Exercise aim
Take all the material and copy it exactly.

Extracted information

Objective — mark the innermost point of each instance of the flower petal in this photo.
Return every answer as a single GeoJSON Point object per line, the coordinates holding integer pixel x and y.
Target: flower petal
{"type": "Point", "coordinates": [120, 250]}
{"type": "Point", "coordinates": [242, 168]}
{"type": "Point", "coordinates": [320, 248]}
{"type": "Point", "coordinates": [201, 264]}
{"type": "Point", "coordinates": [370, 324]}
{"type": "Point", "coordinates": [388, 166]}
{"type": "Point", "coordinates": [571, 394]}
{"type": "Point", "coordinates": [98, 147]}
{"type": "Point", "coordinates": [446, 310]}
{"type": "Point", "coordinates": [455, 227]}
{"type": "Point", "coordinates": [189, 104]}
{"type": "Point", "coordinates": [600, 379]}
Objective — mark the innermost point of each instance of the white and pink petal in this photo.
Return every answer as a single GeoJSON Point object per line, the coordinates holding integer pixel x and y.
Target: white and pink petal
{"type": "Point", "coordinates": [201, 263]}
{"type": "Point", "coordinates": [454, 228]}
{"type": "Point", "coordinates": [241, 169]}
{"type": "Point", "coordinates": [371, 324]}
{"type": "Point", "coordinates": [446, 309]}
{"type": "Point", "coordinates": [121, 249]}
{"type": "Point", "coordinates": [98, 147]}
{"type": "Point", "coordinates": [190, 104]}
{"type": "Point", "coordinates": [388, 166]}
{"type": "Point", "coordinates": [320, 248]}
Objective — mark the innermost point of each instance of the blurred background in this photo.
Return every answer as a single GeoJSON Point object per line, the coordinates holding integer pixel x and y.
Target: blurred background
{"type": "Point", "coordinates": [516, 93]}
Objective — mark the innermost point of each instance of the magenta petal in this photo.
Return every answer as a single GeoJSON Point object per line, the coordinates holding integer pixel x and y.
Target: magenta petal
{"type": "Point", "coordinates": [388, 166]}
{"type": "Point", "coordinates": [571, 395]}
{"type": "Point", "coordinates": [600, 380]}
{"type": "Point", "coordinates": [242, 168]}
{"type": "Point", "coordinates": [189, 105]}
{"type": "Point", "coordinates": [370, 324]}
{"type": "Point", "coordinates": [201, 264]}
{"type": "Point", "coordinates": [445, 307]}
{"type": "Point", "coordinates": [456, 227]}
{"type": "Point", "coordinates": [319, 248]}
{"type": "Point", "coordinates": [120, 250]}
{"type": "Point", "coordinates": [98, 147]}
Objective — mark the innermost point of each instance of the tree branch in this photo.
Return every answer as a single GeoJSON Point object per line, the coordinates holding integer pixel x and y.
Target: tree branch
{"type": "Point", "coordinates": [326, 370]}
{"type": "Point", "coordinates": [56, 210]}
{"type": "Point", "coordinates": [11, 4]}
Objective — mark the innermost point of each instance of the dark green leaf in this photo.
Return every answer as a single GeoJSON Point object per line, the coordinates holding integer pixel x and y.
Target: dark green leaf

Response to this task
Objective — mark the innermost point of each instance of the flower petal in this photo.
Return every answer as a single GeoJSON Point object per line, the coordinates holding integer pixel x and y.
Target: flower petal
{"type": "Point", "coordinates": [120, 250]}
{"type": "Point", "coordinates": [242, 168]}
{"type": "Point", "coordinates": [320, 248]}
{"type": "Point", "coordinates": [201, 264]}
{"type": "Point", "coordinates": [370, 324]}
{"type": "Point", "coordinates": [388, 166]}
{"type": "Point", "coordinates": [571, 394]}
{"type": "Point", "coordinates": [98, 147]}
{"type": "Point", "coordinates": [446, 310]}
{"type": "Point", "coordinates": [455, 227]}
{"type": "Point", "coordinates": [189, 104]}
{"type": "Point", "coordinates": [600, 379]}
Objective — mark the innermost point of each instance of the white and pink petal in this photo.
Return every answer as a single GeoJSON Point object per line, the coordinates holding integer pixel x and y.
Target: white and pink petal
{"type": "Point", "coordinates": [201, 263]}
{"type": "Point", "coordinates": [454, 228]}
{"type": "Point", "coordinates": [241, 169]}
{"type": "Point", "coordinates": [371, 324]}
{"type": "Point", "coordinates": [446, 309]}
{"type": "Point", "coordinates": [121, 249]}
{"type": "Point", "coordinates": [98, 147]}
{"type": "Point", "coordinates": [190, 104]}
{"type": "Point", "coordinates": [388, 166]}
{"type": "Point", "coordinates": [320, 248]}
Objective — mark the innermost point of each instance of the blurred background in this photo.
Return every answer as a single GeoJSON Point object per line, the coordinates holding integer pixel x and y.
Target: blurred background
{"type": "Point", "coordinates": [516, 93]}
Objective — mark the innermost point of each instance of the magenta petal in this photo.
Return every answer as a single GeoJSON Point object per line, the coordinates holding integer pixel x and y.
Target: magenta petal
{"type": "Point", "coordinates": [388, 166]}
{"type": "Point", "coordinates": [571, 395]}
{"type": "Point", "coordinates": [600, 380]}
{"type": "Point", "coordinates": [242, 168]}
{"type": "Point", "coordinates": [189, 105]}
{"type": "Point", "coordinates": [370, 324]}
{"type": "Point", "coordinates": [201, 264]}
{"type": "Point", "coordinates": [445, 307]}
{"type": "Point", "coordinates": [456, 227]}
{"type": "Point", "coordinates": [319, 248]}
{"type": "Point", "coordinates": [120, 250]}
{"type": "Point", "coordinates": [98, 147]}
Objective — mark the innermost point of each instance of the tree branch in this photo.
Return every answer as a single GeoJSON Point object per line, the coordinates holding integer pixel x and y.
Target: tree branch
{"type": "Point", "coordinates": [326, 370]}
{"type": "Point", "coordinates": [56, 210]}
{"type": "Point", "coordinates": [11, 4]}
Objective — mark the innermost point of each instance of the dark green leaf in this photo.
Return every answer as a single GeoJSON Point object per line, the coordinates holding integer pixel x and y.
Target: dark green leaf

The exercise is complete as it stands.